Thursday, July 26, 2007

Singapore Corporate News - 26 Jul 2007

SPC shareholders to get first-time interim dividend

SINGAPORE Petroleum Company (SPC) is rewarding shareholders with a first-time interim dividend of 20 cents per share next month, after chalking up higher second-quarter and first-half net profits.

Following its earlier strong first-quater showing, the company yesterday reported a respectable 32.1 per cent year-on-year rise in Q2 net profit to $179.2 million as robust refining margins due to strong regional demand for oil products helped offset lower throughput and sales caused by maintenance shutdown of a refinery plant.

This boosted earnings per share for Q2 by almost a third to 34.79 cents.

The Q2 earnings brought net profit for the first six months up 43.1 per cent to $291.34 million. 'With this performance, the company will be paying an interim dividend in August,' it said.

For the April-June quarter, SPC said revenue dipped 15 per cent to $1.97 billion compared with Q2 last year because of maintenance shutdown of a 90,000 barrels per day (bpd) crude distillation unit for 26 days at its joint venture 285,000 bpd Singapore Refining Company refinery.

This resulted in a 9.2 per cent reduction in throughput for Q2, while sales volume dipped 9.4 per cent to 18.3 million barrels.

'The US dollar continued to weaken in 2007 and this, coupled with the lower sales volume, resulted in lower sales revenue for the second quarter,' SPC said.

But stronger Q2 refining margins of about US$9 a barrel, up from the US$7 seen in the first quarter this year, helped.

Downstream activities (including refining) contributed the lion's share of $1.96 billion in turnover and operating profit of $186.6 million in Q2, while upstream exploration and production contributed $12.8 million in turnover and an operating profit of $8.3 million.

For the first half, SPC recorded total revenue of almost $3.9 billion (down 13.8 per cent from H1 2006) and net profit of $291.34 million (up 43 per cent) due to 'continuing firm demand for crude and refined products', the company said.

It said it was able to capitalise on the healthy refining margins in the first half to record a 15.7 per cent increase in gross profit to $390 million.

On upcoming prospects, SPC said that demand for oil products will remain strong because of regional economic growth.

And as new regional refining capacity has yet to come onstream, 'margins are expected to remain healthy for the rest of the year'.

One blot, however, is that 'due to (equipment) procurement delays, first oil production from Oyong is now targeted to be in H2', it said of what will be its second producing Indonesian oil/gas field after Kakap.

SRG extends takeover offer for Courts to Aug 16

SINGAPORE Retail Group (SRG) Limited yesterday extended the closing date of its takeover offer for Courts (Singapore), as its stake in the company inched up to 61.92 per cent.

The offer, which was due to close today, will now close on Aug 16 at 5.30pm. SRG also said that it does not intend to revise the offer price or extend the offer beyond the new closing date.

Your instructions
Rewrite everything in the SPC news item from "Singapore Corporate News" down to "August,' it said.", putting "interim payout" in place of each "interim dividend".

Raw data

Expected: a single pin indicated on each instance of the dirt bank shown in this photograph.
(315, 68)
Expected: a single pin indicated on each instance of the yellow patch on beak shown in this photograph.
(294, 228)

Result below
Singapore Corporate News - 26 Jul 2007

SPC shareholders to get first-time interim payout

SINGAPORE Petroleum Company (SPC) is rewarding shareholders with a first-time interim payout of 20 cents per share next month, after chalking up higher second-quarter and first-half net profits.

Following its earlier strong first-quater showing, the company yesterday reported a respectable 32.1 per cent year-on-year rise in Q2 net profit to $179.2 million as robust refining margins due to strong regional demand for oil products helped offset lower throughput and sales caused by maintenance shutdown of a refinery plant.

This boosted earnings per share for Q2 by almost a third to 34.79 cents.

The Q2 earnings brought net profit for the first six months up 43.1 per cent to $291.34 million. 'With this performance, the company will be paying an interim payout in August,' it said.